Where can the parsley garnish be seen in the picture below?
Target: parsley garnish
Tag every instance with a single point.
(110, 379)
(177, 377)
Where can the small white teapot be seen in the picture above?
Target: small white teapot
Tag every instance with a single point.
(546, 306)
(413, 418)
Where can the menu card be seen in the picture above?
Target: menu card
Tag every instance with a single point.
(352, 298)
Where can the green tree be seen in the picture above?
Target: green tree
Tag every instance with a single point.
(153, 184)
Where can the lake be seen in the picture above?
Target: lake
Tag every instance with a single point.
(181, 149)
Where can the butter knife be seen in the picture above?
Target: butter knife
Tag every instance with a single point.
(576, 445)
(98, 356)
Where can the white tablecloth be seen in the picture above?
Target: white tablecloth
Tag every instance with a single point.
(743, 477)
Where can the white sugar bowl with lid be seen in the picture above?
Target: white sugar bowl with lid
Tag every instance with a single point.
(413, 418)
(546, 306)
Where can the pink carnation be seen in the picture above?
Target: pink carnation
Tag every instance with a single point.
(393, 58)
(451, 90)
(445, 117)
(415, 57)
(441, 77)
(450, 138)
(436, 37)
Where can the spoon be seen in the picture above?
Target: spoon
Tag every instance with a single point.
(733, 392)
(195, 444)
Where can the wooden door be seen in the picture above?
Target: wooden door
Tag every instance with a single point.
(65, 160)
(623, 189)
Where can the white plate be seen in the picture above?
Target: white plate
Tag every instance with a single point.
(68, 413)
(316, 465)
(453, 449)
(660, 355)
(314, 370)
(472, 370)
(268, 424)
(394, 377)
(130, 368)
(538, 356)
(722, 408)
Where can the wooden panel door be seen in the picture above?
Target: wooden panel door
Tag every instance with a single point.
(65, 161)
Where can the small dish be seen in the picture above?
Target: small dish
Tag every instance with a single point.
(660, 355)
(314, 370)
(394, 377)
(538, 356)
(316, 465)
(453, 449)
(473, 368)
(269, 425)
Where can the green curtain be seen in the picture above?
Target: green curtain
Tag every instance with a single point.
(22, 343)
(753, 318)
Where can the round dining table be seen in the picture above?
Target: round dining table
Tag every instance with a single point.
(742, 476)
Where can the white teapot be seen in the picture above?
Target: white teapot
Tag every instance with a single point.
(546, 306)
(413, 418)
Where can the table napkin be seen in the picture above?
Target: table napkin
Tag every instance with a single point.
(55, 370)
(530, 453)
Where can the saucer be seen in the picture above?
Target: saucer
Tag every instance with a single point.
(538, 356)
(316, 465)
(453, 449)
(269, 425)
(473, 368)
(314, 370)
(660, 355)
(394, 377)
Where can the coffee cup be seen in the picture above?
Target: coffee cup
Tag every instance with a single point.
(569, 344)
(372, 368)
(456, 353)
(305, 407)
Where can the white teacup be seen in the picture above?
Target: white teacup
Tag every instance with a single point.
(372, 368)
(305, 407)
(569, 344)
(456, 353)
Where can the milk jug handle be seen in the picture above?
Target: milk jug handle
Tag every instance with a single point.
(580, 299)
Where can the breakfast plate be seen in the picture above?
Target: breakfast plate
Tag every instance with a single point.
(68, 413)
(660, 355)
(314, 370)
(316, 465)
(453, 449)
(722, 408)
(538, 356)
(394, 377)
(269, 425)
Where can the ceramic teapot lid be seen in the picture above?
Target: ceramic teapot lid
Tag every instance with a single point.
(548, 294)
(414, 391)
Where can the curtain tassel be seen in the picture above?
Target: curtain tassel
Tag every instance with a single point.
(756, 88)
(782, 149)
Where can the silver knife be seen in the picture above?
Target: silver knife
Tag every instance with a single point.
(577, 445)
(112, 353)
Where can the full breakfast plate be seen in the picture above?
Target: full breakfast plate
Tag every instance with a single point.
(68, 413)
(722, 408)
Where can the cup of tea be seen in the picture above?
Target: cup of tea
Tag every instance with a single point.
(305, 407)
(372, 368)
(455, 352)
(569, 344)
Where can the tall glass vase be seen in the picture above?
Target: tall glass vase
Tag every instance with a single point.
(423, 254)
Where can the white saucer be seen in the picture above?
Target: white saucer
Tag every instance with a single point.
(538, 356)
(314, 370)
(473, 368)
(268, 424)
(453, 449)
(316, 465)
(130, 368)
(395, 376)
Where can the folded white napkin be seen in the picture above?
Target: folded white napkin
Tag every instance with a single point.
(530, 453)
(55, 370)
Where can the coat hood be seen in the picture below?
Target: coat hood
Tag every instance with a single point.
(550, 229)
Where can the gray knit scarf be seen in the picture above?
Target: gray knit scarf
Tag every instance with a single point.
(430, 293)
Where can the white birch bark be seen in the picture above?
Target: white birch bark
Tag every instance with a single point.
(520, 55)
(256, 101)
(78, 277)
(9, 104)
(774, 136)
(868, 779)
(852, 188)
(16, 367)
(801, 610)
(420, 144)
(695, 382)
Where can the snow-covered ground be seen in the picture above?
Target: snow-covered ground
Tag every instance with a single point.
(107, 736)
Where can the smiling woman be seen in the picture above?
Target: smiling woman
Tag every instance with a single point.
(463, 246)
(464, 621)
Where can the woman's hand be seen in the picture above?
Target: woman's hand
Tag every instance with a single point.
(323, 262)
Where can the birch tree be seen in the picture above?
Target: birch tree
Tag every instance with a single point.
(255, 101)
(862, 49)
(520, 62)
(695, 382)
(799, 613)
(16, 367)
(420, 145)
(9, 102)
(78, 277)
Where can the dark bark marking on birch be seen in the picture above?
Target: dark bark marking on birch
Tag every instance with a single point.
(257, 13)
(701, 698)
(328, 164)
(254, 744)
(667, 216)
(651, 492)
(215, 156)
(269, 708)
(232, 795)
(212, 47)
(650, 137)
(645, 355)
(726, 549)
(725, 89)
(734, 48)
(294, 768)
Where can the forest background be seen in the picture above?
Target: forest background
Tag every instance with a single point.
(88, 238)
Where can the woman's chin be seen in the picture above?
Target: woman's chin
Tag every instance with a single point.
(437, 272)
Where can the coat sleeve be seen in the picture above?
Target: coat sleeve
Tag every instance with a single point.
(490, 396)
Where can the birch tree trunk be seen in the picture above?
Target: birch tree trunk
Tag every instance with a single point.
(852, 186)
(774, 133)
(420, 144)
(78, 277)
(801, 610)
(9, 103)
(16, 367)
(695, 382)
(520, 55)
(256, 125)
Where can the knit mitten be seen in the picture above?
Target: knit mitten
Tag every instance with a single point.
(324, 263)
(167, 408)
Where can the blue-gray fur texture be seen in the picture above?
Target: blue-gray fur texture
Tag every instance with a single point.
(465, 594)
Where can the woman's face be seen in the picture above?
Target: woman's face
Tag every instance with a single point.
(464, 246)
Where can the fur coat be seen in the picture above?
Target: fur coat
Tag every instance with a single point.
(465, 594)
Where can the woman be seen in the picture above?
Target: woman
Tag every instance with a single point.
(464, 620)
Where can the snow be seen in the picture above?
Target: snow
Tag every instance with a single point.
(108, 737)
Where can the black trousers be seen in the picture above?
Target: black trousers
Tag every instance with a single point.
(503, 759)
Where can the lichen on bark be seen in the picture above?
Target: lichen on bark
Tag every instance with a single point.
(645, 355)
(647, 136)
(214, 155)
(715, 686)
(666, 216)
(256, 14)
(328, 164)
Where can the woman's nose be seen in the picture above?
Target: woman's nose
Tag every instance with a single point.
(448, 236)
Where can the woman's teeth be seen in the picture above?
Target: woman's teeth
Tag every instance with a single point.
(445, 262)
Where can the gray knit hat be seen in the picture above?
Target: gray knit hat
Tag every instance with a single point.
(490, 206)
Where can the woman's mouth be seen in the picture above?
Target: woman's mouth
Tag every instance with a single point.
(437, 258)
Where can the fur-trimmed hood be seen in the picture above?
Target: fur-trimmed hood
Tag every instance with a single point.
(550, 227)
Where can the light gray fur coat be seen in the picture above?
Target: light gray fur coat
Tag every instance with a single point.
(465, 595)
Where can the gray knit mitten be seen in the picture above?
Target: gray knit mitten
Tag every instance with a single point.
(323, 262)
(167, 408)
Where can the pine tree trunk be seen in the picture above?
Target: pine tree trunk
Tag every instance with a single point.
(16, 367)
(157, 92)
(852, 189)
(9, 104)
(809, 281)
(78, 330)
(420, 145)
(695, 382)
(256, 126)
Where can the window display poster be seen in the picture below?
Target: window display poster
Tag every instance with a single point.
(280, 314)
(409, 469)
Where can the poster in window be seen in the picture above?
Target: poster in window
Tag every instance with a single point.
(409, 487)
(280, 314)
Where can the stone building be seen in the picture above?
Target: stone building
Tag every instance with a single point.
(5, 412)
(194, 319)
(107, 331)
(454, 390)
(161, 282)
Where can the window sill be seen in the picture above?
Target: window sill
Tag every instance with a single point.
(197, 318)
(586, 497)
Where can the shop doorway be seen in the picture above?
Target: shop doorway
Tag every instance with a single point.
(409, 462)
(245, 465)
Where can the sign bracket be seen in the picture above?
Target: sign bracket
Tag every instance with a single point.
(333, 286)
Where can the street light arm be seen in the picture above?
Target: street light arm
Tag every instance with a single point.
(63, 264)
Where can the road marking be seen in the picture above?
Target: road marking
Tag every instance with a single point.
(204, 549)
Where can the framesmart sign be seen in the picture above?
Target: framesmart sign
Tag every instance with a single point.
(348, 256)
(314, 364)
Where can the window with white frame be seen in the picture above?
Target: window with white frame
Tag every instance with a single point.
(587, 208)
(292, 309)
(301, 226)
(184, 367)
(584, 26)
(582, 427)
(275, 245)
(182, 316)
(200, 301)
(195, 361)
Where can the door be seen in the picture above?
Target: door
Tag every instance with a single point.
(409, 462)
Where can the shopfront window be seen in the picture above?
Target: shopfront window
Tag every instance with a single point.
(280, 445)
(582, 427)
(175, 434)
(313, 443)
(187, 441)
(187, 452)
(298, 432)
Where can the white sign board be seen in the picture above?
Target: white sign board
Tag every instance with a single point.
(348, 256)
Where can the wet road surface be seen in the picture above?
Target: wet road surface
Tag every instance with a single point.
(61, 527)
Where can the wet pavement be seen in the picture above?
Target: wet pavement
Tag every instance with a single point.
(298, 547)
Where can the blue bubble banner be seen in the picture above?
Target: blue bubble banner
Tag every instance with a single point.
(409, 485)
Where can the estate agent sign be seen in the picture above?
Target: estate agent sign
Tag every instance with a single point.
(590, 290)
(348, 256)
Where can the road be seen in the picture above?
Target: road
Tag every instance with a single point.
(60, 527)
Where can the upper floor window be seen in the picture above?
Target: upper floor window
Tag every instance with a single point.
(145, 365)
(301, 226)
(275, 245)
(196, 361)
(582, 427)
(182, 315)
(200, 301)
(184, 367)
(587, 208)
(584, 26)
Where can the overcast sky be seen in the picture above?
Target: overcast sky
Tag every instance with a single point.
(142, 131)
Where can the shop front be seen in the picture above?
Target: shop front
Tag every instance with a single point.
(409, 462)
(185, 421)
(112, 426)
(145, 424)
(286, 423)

******************************

> _Given problem_
Give the lines exactly as they stand, from the line with "Where can the door" through the end of the material.

> _Answer in full_
Where can the door be seen in the picture above?
Target: door
Tag every instance with a single point.
(409, 462)
Where can the shopfront window be seen in the picture above?
Target: shopfront window
Tag every instance with a single point.
(280, 445)
(582, 427)
(175, 434)
(313, 443)
(187, 441)
(187, 452)
(298, 432)
Where can the white sign board be seen in the picture above?
Target: white sign board
Tag every instance with a single point.
(348, 256)
Where can the wet road surface be seen in the picture above?
Target: wet road surface
Tag every instance with a single point.
(61, 527)
Where can the wet pavement be seen in the picture above?
Target: wet pavement
Tag every instance with a single point.
(298, 547)
Where can the blue bubble banner be seen in the picture above?
Target: blue bubble banner
Tag every instance with a single point.
(409, 485)
Where can the estate agent sign be seen in the picture above?
Target: estate agent sign
Tag every instance with a single point.
(590, 290)
(348, 256)
Where can the road be seen in the picture above?
Target: road
Tag every instance with a single point.
(60, 527)
Where can the upper floor window be seen in the picture above?
Target: upper floor window
Tag every instance with a single point.
(145, 365)
(301, 226)
(275, 245)
(196, 361)
(582, 427)
(182, 315)
(200, 301)
(184, 367)
(587, 208)
(584, 26)
Where can the overcast sky be seen in the picture above?
Target: overcast sky
Tag every instance with a single point.
(142, 131)
Where can the shop front be seen in the picture above?
Target: shop front
Tag every instance with a single point.
(409, 462)
(185, 421)
(112, 426)
(145, 424)
(286, 423)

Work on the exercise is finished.